Please read the birthday post below and say what led the writer to the missing bag of groceries.

══ EXCERPT TO READ ══

Archives for posts with tag: Birthdays

As I begin my 70th year, I’m feeling an urge to do things to get ready for the next decade. The first of these is to focus on the daily (hopefully) bright spots in life.

This idea was reinforced for me by a Facebook post by Shane Burcaw. He’s a young man in his ‘20’s who has spinal muscular atrophy, website www.laughingatmynightmare.com He posted a week of things that made him smile.

Here’s mine for my birthday week:

Birthday: Cards, calls, meals with friends, useful presents like a new pair of jeans and chocolates to share at bridge.

Day after: Call promising to visit in the summer. I like the celebrating to last a long time, but this may be a personal record if she visits in July!

Birthday plus 2: Luna’s nose led her and subsequently me to a missing bag of groceries. Unfortunately the frozen fish was no longer frozen and could be smelled three feet away so had to be pitched. But the nose knew! As they say at the Seeing Eye, “Trust your dog!”

═══
══ SUPPLIED INFORMATION ══

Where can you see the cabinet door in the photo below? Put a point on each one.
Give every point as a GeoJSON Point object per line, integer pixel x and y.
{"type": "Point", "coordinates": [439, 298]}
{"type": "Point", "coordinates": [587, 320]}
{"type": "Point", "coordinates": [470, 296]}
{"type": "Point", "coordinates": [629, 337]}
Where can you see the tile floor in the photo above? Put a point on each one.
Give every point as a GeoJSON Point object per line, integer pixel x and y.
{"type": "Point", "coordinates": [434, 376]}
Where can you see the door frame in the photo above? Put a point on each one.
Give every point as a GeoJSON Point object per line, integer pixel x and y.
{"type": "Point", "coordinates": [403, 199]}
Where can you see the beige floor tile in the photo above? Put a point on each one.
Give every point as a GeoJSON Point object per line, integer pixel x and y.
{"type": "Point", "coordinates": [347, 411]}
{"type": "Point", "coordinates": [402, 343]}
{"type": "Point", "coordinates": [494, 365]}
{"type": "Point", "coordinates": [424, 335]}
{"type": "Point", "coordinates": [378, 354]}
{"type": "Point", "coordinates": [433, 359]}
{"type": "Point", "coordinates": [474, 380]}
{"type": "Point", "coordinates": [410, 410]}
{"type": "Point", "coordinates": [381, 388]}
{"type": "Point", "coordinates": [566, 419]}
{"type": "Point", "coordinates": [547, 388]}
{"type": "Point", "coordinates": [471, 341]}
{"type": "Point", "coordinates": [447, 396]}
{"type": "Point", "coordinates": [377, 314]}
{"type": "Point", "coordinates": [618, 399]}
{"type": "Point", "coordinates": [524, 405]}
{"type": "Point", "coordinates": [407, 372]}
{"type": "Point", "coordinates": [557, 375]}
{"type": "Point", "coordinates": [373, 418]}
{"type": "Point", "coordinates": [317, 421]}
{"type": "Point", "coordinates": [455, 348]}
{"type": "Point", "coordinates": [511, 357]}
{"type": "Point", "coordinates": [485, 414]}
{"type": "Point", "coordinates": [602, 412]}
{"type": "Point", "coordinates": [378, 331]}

═══

## ANSWER FOR THE TASK
Luna's nose led the writer to it.